UCSC Genome Bioinformatics provides sql tables and fasta files for many genomes. pyucsc provides a lightweight python interface to these resources that can provide an SQL interface (using SqlAlchemy ) and fast access to the DNA sequences. It ties these together with a set of model objects that are loaded from the database and can be directly interrogated for the DNA sequence. All genomic intervals are described using fastinterval which provides convenient interval operations and fast sequence loading via pyfasta.
Choosing a genome¶
We first need to create an SqlAlchemy Session and fastinterval Genome. This requires that you have configured the database server and directory to use (see Configuration):
>>> import ucsc >>> session, genome = ucsc.use('hg19')
DNA intervals and Fasta files¶
The core of the interface to the sequence is the fastinterval.Interval class. All genomic locations are described with this class:
>>> i1 = genome.Interval(10182300,10182320, chrom='chr3') >>> i1.sequence 'agctcactgcaacctccgcc:' >>> str(i1) 'chr3:10182300-10182320:'
Strands are handled and reverse complements generated correctly
>>> i2 = genome.Interval(10182300, 10182320, chrom='chr3', strand=-1) >>> i2.sequence 'ggcggaggttgcagtgagct'
Interval logic is available as methods on the Interval class
>>> i3 = Interval(10182310,10182330, chrom='chr3') >>> i1.overlaps(i3) True >>> i1.contains(i3) False >>> i1.intersection(i3) Interval(10182310, 10182320) >>> i1.span(i3) Interval(10182300, 10182330) >>> i1.union(i3) Interval(10182300, 10182330)
For full details, see the fastinterval documentation.
pyucsc uses SqlAlchemy to expose the ucsc database tables:
>>> from ucsc import tables
e.g. to count the entries in knownGene:
>>> tables.knownGene.count().execute().scalar() 77614L
or to get genes:
>>> tables.knownGene.select().limit(2).execute().fetchall() [('uc001aaa.3', 'chr1', '+', ...), ('uc010nxq.1', 'chr1', '+', ...)]
See the SqlAlchemy SQL core tutorial for more information.
The foreign key relationships are not defined by UCSC in the schema. This means that, for the moment, you must manually specify conditions when constructing a join.
Alternatively, we can use the pyucsc model objects which provide a more natural python interface to the database tables, with convenience methods such as creating appropriate intervals:
>>> from ucsc import model >>> vhl = session.query(model.KnownGene).filter(model.KnownGene.geneSymbol=='VHL').one() >>> vhl KnownGene(VHL, uc003bvc.2, chr3:10183318-10193744)
To get the transcript:
>>> vhl.transcript Interval(10183318, 10193744) >>> vhl.transcript.sequence 'CCTCGCCTCCGTTACAACGGCCTACGGTGCTG...'
>>> model.Snp.for_interval(vhl.transcript) [SNP(rs779805, chr3:10183336-10183337), SNP(rs34271731, chr3:10183434-10183435), ... ]
For the full model documentation, see Table Models.
You need to provide a local copy of the Fasta files and the database server to use. You can use the public UCSC mysql server, but please respect their usage policy. Configuration is achieved either through a configuration file, or by setting variables in ucsc.config.
Via Configuration Files
Create a YAML file in either /etc/pyucsc or ~/.pyucsc with two entries:
fasta_dir: /fasta database_uri: mysql://genome:@datarig.local/
from ucsc import config config.fasta_dir = "/fasta" config.database_uri = "mysql://genome:@datarig.local/"
The table interfaces are generated by introspection and therefore complete. The model interface only covers a limited set of tables, but it is easy to add new classes and mappings.

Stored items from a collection

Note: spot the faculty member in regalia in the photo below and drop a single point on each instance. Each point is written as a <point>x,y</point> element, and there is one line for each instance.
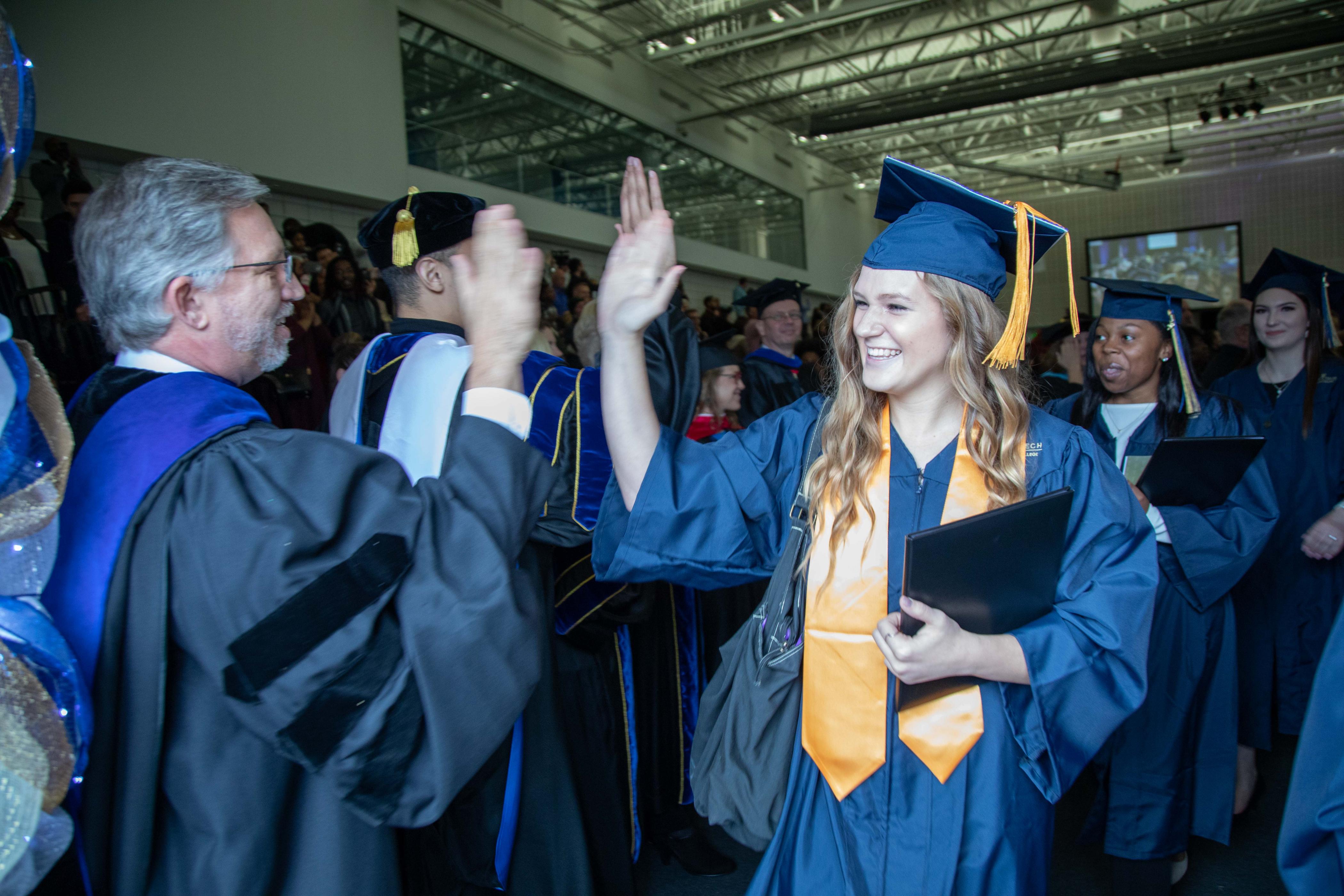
<point>1293,394</point>
<point>1170,770</point>
<point>519,825</point>
<point>292,648</point>
<point>923,432</point>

▶ **WORK ORDER**:
In the pyucsc documentation, copy everything from "UCSC Genome Bioinformatics" down to "loading via pyfasta.".

▶ **SOLUTION**:
UCSC Genome Bioinformatics provides sql tables and fasta files for many genomes. pyucsc provides a lightweight python interface to these resources that can provide an SQL interface (using SqlAlchemy ) and fast access to the DNA sequences. It ties these together with a set of model objects that are loaded from the database and can be directly interrogated for the DNA sequence. All genomic intervals are described using fastinterval which provides convenient interval operations and fast sequence loading via pyfasta.